━━ Reading text

Although this chronic pain has been known to be induced by glial activation and altered nociceptive transmission within the spinal cord, an effective treatment is still insufficient, suggesting that novel therapeutic targets are critically needed. One such target may be the remodeling of synaptic connections in the primary somatosensory (S1) cortex that is highly associated with the severity of neuropathic mechanical allodynia. However, the causal relationship of S1 synapse remodeling to mechanical allodynia and its underlying cellular/molecular mechanisms remain unknown. Furthermore, whether and how glial cells contribute to S1 synaptic plasticity is still unclear. Using in vivo two-photon microscopy imaging with genetic and pharmacological manipulations, here we show that partial sciatic nerve ligation (PSL) injury induces an early re-emergence of immature metabotropic glutamate receptor 5 (mGluR5) signaling in S1 astrocytes, which elicits spontaneous somatic Ca2+ transients, thrombospondin-1 release and synapse formation. Such activation of S1 astrocytes was evident only during a critical period (~1w post-injury), correlating with the temporal changes in S1 extracellular glutamate levels and dendritic spine turnover following PSL injury. Blocking this astrocytic signaling pathway suppressed mechanical allodynia, while activating this pathway in the absence of injury induced long-lasting (>1 month) allodynia. Thus, these synaptogenic astrocytes are a key trigger for S1 synaptic rewiring that mediates neuropathic pain mechanical allodynia.

━━━━

Problem
Decide whether each statement agrees with the text on S1 astrocytes and neuropathic pain, answering yes or no and quoting the deciding words of the text. 1. Activation of S1 astrocytes after PSL injury persisted throughout the month following the injury. 2. Blocking the astrocytic signaling pathway suppressed mechanical allodynia. 3. The causal relationship of S1 synapse remodeling to mechanical allodynia was already established.

━━ Data under study

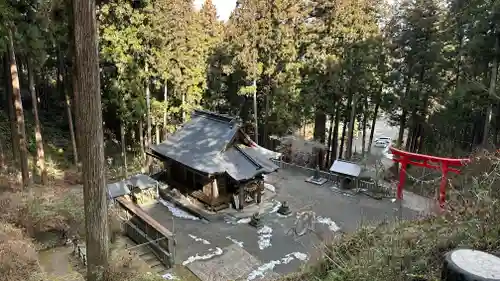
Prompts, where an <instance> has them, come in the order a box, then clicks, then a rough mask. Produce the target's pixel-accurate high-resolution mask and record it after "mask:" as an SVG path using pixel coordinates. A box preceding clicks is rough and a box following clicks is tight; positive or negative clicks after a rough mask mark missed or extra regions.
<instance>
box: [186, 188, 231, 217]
mask: <svg viewBox="0 0 500 281" xmlns="http://www.w3.org/2000/svg"><path fill="white" fill-rule="evenodd" d="M190 196H192V197H194V198H195V199H197V200H199V201H200V202H202V203H203V204H205V205H207V207H209V209H210V210H211V211H215V212H217V211H220V210H223V209H226V208H229V203H228V201H229V198H227V197H226V196H220V197H218V198H216V199H213V200H211V198H209V197H208V196H207V195H206V194H205V193H203V191H201V190H196V191H193V192H191V194H190Z"/></svg>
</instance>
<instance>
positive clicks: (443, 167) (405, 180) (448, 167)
mask: <svg viewBox="0 0 500 281" xmlns="http://www.w3.org/2000/svg"><path fill="white" fill-rule="evenodd" d="M389 150H390V151H391V153H392V155H393V157H392V160H393V161H394V162H396V163H399V165H400V168H399V183H398V187H397V199H398V200H402V199H403V187H404V185H405V181H406V174H407V171H406V169H407V167H408V164H410V165H414V166H418V167H424V168H428V169H434V170H440V171H441V184H440V186H439V198H438V199H439V206H440V207H441V208H444V202H445V201H446V184H447V181H448V178H447V175H448V173H449V172H452V173H455V174H460V170H459V169H457V168H458V167H462V166H464V165H466V164H468V163H470V159H468V158H464V159H452V158H442V157H436V156H431V155H424V154H417V153H412V152H407V151H403V150H399V149H397V148H394V147H392V146H391V147H389Z"/></svg>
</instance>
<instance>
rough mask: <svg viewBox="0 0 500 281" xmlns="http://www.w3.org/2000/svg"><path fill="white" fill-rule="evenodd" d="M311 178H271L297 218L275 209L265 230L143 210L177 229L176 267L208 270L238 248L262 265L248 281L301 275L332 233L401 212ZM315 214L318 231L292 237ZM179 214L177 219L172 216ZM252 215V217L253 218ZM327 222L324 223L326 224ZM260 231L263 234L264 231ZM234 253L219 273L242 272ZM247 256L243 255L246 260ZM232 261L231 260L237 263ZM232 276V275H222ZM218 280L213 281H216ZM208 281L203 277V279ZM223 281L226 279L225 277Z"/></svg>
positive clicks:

━━━━

Solution
1. No: "Such activation of S1 astrocytes was evident only during a critical period (~1w post-injury)"
2. Yes: "Blocking this astrocytic signaling pathway suppressed mechanical allodynia"
3. No: "the causal relationship of S1 synapse remodeling to mechanical allodynia and its underlying cellular/molecular mechanisms remain unknown"